EXCERPT PROVIDED
Alliance of hard US and soft EU is not the right way

A simplistic portrayal of a US-European divide is a complicating factor in establishing the correct approach to Iraq, writes …

A simplistic portrayal of a US-European divide is a complicating factor in establishing the correct approach to Iraq, writes Andy Storey.

Gerard Baker (October 3rd) thinks Europeans are too critical of US foreign policy. The reality is that they are not critical enough. On the face of it, there might appear to be substantial differences between American and European world views, as has recently been argued by Garret FitzGerald (September 23th).

Harvard professor Andrew Moravcsik, writing in the journal Foreign Affairs, claims that there is "a deep European commitment to multilateral institutions and civilian power".

Moravcsik argues that Europeans "prefer to deal with problems through economic integration, foreign aid and multilateral institutions" - the instruments of so-called "soft" power - whereas the US prefers to rely on "hard" (military) power. But there are a number of factors that complicate any simple hard-American-versus-soft-European dichotomy.

READ MORE

First is the willingness of the European states to endorse rather than oppose the exercise of US military power. The EU unanimously endorsed the 1999 Kosovo-related bombing campaign by NATO and the 2001 US assault on Afghanistan. Some European states have proved willing to directly lend "hard" support to US operations. Britain is obviously to the fore here, but, for example, Germany has 2,500 soldiers in Afghanistan, and their deployment in the north of that country releases US troops for an intensification of offensives in the south (and for service in Iraq).

Even in relation to the war on Iraq, the split between Europe and the US amounted to rather less than it seemed, as Prof Moravcsik has chronicled: "Even in the recent crisis, the vigorous rhetoric of some European governments was balanced by more tempered action . . . is misleading to portray France and Germany as having attempted to balance American power.

"Neither state took material action against Washington, nor even proposed multilateral condemnation of the US position . . . (Indeed, Germany and other countries informally aided the war effort)."

Another complicating factor in any simplistic portrayal of a US-European divide concerns the way in which Europe's (primarily) "soft" power acts, in practice, as a complement to US "hard" power. A very topical illustration of this is the current debate about the roles of the US and the UN in Iraq.

George Monbiot, writing in the Guardian, has argued that a wider UN role in Iraq could have negative consequences for other parts of the world, and possibly even for Iraq itself, because a force under a UN flag might be no more acceptable or effective than the Americans and British.

An increased role for the UN would allow Bush to pull US troops out and deploy them elsewhere.

And if the UN, financed at least partly by the EU, agrees to clean up the current mess, then Bush may well be encouraged to attack some other country (Iran may be next in line) in the expectation that he can later hand over responsibility for whatever havoc he wreaks. Versions of this handover model ("hard" power succeeded by "soft" power) have already been practised in the Balkans and Afghanistan.

Initially, it suited the US to be in complete charge of Iraq for several reasons, including control of oil, and the disbursement of reconstruction contracts to politically connected US companies. But that calculus is changing (US casualties and costs are the key factors determining this), and the option of an EU-backed UN escape route is obviously becoming attractive to the US.

WHAT TO DO
(1) Return, word for word, the stretch of the commentary on US and European foreign policy from "Another complicating factor" through "Americans and British.".
(2) Name every person mentioned in the commentary on US and European foreign policy, in order of first appearance.

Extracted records
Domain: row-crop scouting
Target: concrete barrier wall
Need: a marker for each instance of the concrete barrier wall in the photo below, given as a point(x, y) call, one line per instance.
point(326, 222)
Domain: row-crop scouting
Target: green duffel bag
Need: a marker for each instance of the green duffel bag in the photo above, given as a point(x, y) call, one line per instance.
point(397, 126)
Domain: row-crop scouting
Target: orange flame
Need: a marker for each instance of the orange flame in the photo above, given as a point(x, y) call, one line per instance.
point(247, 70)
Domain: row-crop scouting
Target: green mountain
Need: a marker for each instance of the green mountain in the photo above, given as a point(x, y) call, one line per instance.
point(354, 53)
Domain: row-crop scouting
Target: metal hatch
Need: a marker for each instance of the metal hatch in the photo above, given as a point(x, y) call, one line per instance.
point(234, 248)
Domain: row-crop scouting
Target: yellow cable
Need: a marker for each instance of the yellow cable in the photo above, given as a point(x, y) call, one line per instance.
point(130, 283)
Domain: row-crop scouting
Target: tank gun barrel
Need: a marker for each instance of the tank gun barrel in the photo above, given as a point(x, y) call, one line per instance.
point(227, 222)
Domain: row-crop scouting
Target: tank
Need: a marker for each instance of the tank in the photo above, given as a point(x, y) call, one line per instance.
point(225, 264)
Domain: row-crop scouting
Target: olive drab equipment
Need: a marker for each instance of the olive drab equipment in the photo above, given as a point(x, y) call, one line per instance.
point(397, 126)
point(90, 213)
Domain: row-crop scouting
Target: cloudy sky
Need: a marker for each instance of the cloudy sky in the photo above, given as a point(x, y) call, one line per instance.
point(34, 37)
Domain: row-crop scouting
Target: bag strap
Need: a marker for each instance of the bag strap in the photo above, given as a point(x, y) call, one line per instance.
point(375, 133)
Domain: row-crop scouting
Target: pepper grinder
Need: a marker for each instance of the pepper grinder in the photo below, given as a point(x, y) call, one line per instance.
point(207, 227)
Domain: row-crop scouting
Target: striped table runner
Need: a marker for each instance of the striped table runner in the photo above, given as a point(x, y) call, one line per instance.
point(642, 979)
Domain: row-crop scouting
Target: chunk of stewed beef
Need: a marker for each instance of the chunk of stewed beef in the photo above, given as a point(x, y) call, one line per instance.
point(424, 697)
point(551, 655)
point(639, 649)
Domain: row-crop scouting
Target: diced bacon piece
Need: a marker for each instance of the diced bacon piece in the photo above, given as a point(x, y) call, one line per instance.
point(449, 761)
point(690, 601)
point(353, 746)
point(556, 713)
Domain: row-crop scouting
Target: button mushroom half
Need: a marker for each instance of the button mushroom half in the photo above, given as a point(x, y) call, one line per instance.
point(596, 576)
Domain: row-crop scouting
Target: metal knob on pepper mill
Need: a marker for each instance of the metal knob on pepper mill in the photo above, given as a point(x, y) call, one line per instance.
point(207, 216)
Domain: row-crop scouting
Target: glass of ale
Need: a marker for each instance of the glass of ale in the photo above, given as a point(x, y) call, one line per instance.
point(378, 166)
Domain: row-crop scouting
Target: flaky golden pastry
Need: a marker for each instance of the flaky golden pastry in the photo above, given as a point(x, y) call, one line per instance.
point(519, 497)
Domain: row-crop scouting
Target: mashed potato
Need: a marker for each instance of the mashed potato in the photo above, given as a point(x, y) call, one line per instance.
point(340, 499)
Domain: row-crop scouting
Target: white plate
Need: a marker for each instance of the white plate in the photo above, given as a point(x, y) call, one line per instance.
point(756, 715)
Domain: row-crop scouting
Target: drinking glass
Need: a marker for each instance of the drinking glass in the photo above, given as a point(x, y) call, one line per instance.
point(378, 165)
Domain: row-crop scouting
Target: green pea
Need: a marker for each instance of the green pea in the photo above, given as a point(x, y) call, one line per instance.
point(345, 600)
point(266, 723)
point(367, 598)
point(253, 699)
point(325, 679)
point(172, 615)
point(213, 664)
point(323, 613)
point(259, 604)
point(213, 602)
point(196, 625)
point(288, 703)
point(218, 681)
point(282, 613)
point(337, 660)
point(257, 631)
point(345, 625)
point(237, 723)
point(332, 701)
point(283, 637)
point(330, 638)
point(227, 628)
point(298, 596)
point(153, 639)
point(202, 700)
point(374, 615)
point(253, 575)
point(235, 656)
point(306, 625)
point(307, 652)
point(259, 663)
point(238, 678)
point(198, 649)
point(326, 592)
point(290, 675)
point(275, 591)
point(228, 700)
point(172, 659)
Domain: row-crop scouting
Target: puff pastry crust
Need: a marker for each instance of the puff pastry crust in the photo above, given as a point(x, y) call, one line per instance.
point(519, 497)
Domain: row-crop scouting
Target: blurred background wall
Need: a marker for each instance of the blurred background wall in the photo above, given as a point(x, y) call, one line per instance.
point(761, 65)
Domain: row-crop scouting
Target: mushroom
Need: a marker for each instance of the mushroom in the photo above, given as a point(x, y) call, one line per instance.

FULL ANSWERS
(1)
Another complicating factor in any simplistic portrayal of a US-European divide concerns the way in which Europe's (primarily) "soft" power acts, in practice, as a complement to US "hard" power. A very topical illustration of this is the current debate about the roles of the US and the UN in Iraq.

George Monbiot, writing in the Guardian, has argued that a wider UN role in Iraq could have negative consequences for other parts of the world, and possibly even for Iraq itself, because a force under a UN flag might be no more acceptable or effective than the Americans and British.

(2)
Andy Storey
Gerard Baker
Garret FitzGerald
Andrew Moravcsik
George Monbiot
Bush